■ **Exercise requirements**
[1] Answer these questions from the breast cancer prediction text below, labeling each answer with its letter.
(a) Into which two classes is the breast cancer to be classified?
(b) What does SVM use to divide the datasets into classes?
(c) What was calculated to evaluate the algorithm's performance?
[2] Resume the breast cancer prediction text below, picking up right after its last sentence.

■ **Exercise text**

========================================

Artificial_Neural_Network

Breast Cancer Prediction using SVM with PCA Feature Selection in a Pipeline

The goal is to classify whether the breast cancer is benign or malignant by applying hyper parameter selection. To achieve this I have used machine learning classification method: Support Vector Machine (SVM) to fit a function that can predict the discrete class of new input.

Keywords: Breast Cancer, Support Vector Machine, PCA, Scaling, Kernel tricks, Pipeline, GridSearchCV, Cross-Validation

Methodology:

SVM is a supervised machine learning classification technique that divides the datasets into classes using convenient maximal margin hyperplane (the optimized decision boundary). This algorithm performs margin maximization by creating maximum gap between different classes. To evaluate the performance of this algorithm I calculated its accuracy.

========================================

■ **Entries provided**
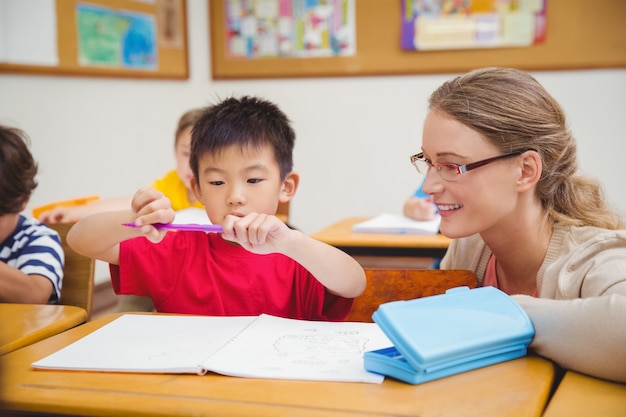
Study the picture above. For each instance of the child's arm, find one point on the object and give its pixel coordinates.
(18, 287)
(262, 233)
(99, 235)
(63, 214)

========================================

■ **Answer list**
[1]
(a) Benign or malignant.
(b) A convenient maximal margin hyperplane, the optimized decision boundary.
(c) Its accuracy.

[2]
To prevent the problem of overfitting and outliers and applied different scaling methods (Standard, Robust and MinMax) and testing different Kernel functions in order to find the widest road between different samples (Linear and RBF).

After scaling the data, I applied Principal Component Analysis (PCA) to improve the accuracy by decreasing the number of parameters (as there are 30 features in total) Finally, with the use of GridSearchCV, I built a pipeline helps to enforced desired order of application steps which eventually we facilitate the reproducibility and create the workflow. Results: The obtained accuracy is 97%, by choosing 2 principal components, with parameters ‘C=1’ and ‘Gamma=0.001’ for SVM with Linear kernel by cross validating 6 folders.